(Excerpt Opens)

For example, consider a technological advance which has relatively low barriers to entry, such as voice over IP. In this case, r < 1 (people doing VoIP work get paid less, on average, than people at telcos before) but p > 1 (access to telecommunications technology is easier, so more people do it, even at fixed same market size). This creates more jobs and reduces income inequality.

However, in other cases, new technologies have higher barriers to entry than the existing manual option, p < 1, r < 1; medical equipment that is prohibitively expensive to manufacture and operate except for big players; small clinics close down and a few mega-clinics open up; while production is more efficient overall, the market is less efficient, and profits are higher for the few that remain in business. There are less jobs and more inequality.

The best possible outcome is when technology that makes jobs obsolete is low-cost and accessible to everyone; jobs are lost, but people don't need to work as much to make ends meet.

The worst is where new technology creates economies of scale that mean few big companies control major production but don't need many workers, but still charge only marginally less than the more labour intensive alternative; jobs are lost but prices don't go down by much. The only solution to maintain income equality is government taxation of those big companies combined with government public good expenditure (e.g. hiring the people who lost their jobs to do research).

This made something click for me: I hear all the time about how a) technology makes people's lives better, but b) people's lives in the US seem to be sucking a lot lately. The sucking, this theory would predict, is due to people having their jobs obviated by technology, but then being screwed out of the good part of that technology, directly or indirectly, by phone companies with monopolies who conspire to charge by the gigabyte and therefore deny the wider economy the benefit of technological improvement.

(This is not to say that a 50-year-old who gets laid off would feel better if he had cheaper internet access. The effects of cheaper internet access overall, though, seem like they would end up producing cheaper food and other costs in the end, too.)

This creates more jobs and reduces income inequality.

That is a very contentious issue. Let me use the dotcom boom as an example. In the early days not many people knew how to "make a website" and consulting companies raked in the cash. Then the knowledge got more widespread and the tools got better and basically any IT department could do it, so margins eroded, yet at the same time, more people and organizations had websites. With you so far.

(Excerpt Closes)

## List of tasks
1. Do the following statements agree with the excerpt on technology and jobs? Answer yes or no for each, quoting the words of the excerpt that decide it.
(a) In the voice over IP example, people doing VoIP work get paid more on average than people at telcos before.
(b) In the medical equipment case, small clinics close down and a few mega-clinics open up.
(c) The best possible outcome is when technology that makes jobs obsolete is low-cost and accessible to everyone.
2. Reproduce a part of the excerpt on technology and jobs word for word: begin at the words "For example, consider" and stop after the words "size). This creates more jobs and reduces income inequality.".
3. In the dotcom boom example in the excerpt on technology and jobs, who raked in the cash in the early days?

(Entries supplied Opens)

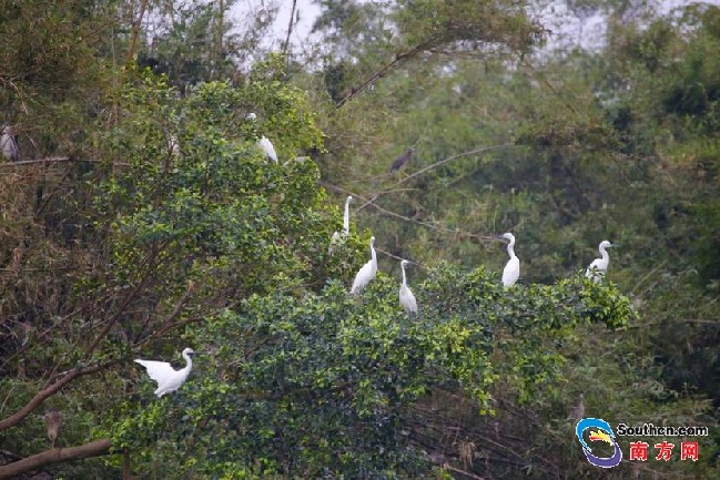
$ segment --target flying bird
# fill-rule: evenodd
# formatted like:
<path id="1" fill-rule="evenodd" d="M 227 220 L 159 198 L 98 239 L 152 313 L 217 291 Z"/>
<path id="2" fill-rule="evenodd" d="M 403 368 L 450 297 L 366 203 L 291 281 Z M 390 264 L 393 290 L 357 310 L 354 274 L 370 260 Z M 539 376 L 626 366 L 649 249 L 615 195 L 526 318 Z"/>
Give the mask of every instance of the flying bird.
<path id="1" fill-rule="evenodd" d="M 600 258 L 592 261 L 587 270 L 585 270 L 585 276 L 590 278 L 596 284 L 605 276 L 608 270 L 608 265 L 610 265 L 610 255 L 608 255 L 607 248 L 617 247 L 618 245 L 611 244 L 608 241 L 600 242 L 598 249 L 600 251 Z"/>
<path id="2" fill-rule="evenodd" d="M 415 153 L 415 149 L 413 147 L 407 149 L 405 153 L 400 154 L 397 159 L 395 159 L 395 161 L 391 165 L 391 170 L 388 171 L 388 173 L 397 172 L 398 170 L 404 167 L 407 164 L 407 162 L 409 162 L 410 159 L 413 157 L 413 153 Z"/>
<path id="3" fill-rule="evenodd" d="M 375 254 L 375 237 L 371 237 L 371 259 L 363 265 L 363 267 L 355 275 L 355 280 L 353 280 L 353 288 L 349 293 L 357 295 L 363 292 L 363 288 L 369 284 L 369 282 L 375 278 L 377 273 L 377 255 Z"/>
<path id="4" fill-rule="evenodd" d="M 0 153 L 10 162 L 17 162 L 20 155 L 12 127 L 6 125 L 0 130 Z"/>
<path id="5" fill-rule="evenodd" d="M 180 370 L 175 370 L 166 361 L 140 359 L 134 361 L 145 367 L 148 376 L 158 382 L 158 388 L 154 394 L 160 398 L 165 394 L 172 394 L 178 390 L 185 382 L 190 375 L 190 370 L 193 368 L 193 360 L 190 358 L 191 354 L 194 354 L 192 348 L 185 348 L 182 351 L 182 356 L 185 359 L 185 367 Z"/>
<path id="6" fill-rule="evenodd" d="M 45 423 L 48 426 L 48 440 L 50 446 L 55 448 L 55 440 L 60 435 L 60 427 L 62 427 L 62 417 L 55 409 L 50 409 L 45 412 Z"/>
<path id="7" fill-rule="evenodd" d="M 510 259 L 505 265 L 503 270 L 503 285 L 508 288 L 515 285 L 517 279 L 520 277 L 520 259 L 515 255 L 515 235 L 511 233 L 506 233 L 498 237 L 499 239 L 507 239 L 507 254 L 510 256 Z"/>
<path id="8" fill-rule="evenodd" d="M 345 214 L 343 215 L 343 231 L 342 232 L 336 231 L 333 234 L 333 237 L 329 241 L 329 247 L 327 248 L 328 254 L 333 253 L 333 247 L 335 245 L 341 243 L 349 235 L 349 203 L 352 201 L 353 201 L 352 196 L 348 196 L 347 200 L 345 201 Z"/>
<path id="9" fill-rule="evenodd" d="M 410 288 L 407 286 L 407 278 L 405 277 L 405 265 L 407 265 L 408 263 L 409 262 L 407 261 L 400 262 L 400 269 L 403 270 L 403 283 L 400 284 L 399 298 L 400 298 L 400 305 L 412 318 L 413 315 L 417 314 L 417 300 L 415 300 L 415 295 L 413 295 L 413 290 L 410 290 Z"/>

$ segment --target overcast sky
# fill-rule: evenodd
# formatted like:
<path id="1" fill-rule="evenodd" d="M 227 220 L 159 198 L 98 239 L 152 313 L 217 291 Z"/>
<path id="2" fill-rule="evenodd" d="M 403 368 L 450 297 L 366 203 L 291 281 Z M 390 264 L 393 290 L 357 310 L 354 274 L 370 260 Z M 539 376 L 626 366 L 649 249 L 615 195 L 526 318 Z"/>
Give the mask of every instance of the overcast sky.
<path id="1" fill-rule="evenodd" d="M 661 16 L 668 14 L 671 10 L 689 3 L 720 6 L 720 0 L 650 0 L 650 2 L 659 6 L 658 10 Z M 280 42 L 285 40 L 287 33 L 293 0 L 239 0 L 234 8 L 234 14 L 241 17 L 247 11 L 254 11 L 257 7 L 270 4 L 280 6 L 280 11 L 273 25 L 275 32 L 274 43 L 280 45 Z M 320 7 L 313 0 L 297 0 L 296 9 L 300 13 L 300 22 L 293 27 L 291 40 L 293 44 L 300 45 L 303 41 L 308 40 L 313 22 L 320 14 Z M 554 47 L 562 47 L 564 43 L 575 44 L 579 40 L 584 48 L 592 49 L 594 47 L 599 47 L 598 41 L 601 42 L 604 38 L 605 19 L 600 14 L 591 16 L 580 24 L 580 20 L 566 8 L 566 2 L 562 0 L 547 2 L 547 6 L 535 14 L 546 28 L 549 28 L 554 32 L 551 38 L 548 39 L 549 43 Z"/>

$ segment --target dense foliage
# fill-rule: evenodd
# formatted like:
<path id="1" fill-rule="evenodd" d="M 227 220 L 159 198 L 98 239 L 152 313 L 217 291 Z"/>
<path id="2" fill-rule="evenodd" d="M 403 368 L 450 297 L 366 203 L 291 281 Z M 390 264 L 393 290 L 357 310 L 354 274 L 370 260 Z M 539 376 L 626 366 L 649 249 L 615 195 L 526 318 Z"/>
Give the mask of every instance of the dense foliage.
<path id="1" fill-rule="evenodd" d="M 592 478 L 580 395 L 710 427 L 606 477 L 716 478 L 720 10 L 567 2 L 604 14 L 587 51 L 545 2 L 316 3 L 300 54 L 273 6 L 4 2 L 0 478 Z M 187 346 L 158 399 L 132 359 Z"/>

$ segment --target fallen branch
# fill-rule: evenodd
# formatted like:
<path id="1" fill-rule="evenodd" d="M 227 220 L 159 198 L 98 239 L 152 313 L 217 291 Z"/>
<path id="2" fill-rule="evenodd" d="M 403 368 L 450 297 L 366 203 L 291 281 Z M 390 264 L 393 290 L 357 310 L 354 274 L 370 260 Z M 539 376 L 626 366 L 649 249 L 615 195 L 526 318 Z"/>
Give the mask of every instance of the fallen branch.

(Entries supplied Closes)

## Solutions by task
1.
(a) No: "people doing VoIP work get paid less, on average, than people at telcos before"
(b) Yes: "small clinics close down and a few mega-clinics open up"
(c) Yes: "The best possible outcome is when technology that makes jobs obsolete is low-cost and accessible to everyone"

2.
For example, consider a technological advance which has relatively low barriers to entry, such as voice over IP. In this case, r < 1 (people doing VoIP work get paid less, on average, than people at telcos before) but p > 1 (access to telecommunications technology is easier, so more people do it, even at fixed same market size). This creates more jobs and reduces income inequality.

3. Consulting companies.